** begin **

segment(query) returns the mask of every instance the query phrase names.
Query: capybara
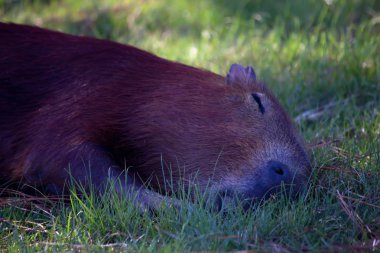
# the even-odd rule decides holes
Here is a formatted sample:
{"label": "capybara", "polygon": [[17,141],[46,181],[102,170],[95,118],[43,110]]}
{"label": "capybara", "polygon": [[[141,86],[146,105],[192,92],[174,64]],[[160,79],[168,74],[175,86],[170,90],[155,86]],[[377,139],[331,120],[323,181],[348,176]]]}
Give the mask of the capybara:
{"label": "capybara", "polygon": [[62,193],[69,179],[100,189],[127,178],[118,190],[155,208],[166,182],[194,175],[199,189],[242,199],[305,186],[303,141],[252,67],[221,76],[112,41],[0,24],[2,181]]}

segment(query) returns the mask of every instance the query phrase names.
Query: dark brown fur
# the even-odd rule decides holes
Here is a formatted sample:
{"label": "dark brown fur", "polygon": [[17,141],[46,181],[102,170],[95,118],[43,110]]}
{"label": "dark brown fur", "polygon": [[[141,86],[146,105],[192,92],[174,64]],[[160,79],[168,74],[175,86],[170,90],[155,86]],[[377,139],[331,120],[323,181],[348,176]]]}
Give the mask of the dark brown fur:
{"label": "dark brown fur", "polygon": [[162,175],[198,173],[201,188],[212,179],[218,191],[261,197],[255,187],[271,184],[262,171],[280,161],[305,183],[310,166],[295,128],[244,74],[227,84],[131,46],[30,26],[0,24],[0,38],[2,179],[61,191],[68,171],[80,182],[90,171],[100,185],[129,167],[155,188]]}

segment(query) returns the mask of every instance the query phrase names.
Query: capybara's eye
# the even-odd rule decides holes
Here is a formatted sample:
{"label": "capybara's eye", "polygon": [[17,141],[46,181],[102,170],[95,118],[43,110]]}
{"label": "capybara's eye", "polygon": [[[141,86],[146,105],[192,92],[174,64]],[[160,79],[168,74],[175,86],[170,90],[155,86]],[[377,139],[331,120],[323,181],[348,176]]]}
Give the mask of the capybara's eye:
{"label": "capybara's eye", "polygon": [[260,99],[260,96],[257,94],[257,93],[252,93],[252,97],[253,99],[255,100],[255,102],[257,103],[257,105],[259,106],[259,110],[262,114],[264,114],[265,112],[265,108],[263,106],[263,103],[261,103],[261,99]]}

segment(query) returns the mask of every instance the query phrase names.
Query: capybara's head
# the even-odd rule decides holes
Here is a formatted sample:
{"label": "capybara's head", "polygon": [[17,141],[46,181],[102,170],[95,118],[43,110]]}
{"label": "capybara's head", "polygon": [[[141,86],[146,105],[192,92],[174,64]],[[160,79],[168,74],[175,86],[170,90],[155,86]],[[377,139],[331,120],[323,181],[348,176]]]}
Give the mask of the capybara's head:
{"label": "capybara's head", "polygon": [[199,187],[243,199],[303,188],[310,174],[303,141],[253,68],[233,64],[226,77],[187,68],[163,70],[157,79],[170,78],[129,122],[138,138],[129,152],[145,158],[134,161],[140,176],[155,168],[158,187],[196,175]]}

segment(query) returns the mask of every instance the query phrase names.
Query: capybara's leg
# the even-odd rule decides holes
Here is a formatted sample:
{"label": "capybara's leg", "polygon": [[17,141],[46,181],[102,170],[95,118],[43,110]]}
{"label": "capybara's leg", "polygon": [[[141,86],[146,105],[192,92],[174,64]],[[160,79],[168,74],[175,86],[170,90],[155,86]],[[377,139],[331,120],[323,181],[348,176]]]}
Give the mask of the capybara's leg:
{"label": "capybara's leg", "polygon": [[[54,194],[67,191],[68,183],[80,184],[88,189],[92,186],[102,192],[108,183],[115,186],[116,191],[133,201],[140,210],[157,209],[161,204],[178,206],[178,200],[167,198],[157,192],[146,189],[140,182],[128,175],[111,159],[102,147],[92,143],[83,143],[68,152],[65,168],[52,165],[32,173],[31,183],[45,185],[46,191]],[[36,173],[37,172],[37,173]],[[34,179],[33,179],[34,178]]]}

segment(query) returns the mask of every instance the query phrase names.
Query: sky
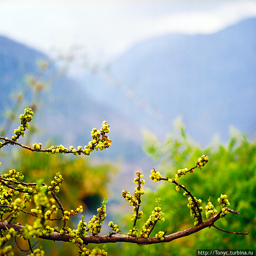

** end **

Return every line of the records that contains the word "brown", matching case exactly.

Query: dark brown fur
{"label": "dark brown fur", "polygon": [[17,141],[46,181],[102,170],[95,118],[43,110]]}
{"label": "dark brown fur", "polygon": [[[141,86],[146,105],[192,92],[174,64]],[[160,79],[168,74],[175,86],[170,90],[155,86]],[[377,139],[331,120],[323,181],[348,176]]]}
Give the mask of the dark brown fur:
{"label": "dark brown fur", "polygon": [[162,175],[198,173],[201,188],[212,179],[218,191],[261,197],[255,187],[271,184],[262,171],[280,161],[305,183],[310,166],[295,128],[244,74],[227,84],[131,46],[30,26],[0,24],[0,38],[2,179],[61,191],[68,171],[80,182],[90,171],[100,185],[129,167],[155,188]]}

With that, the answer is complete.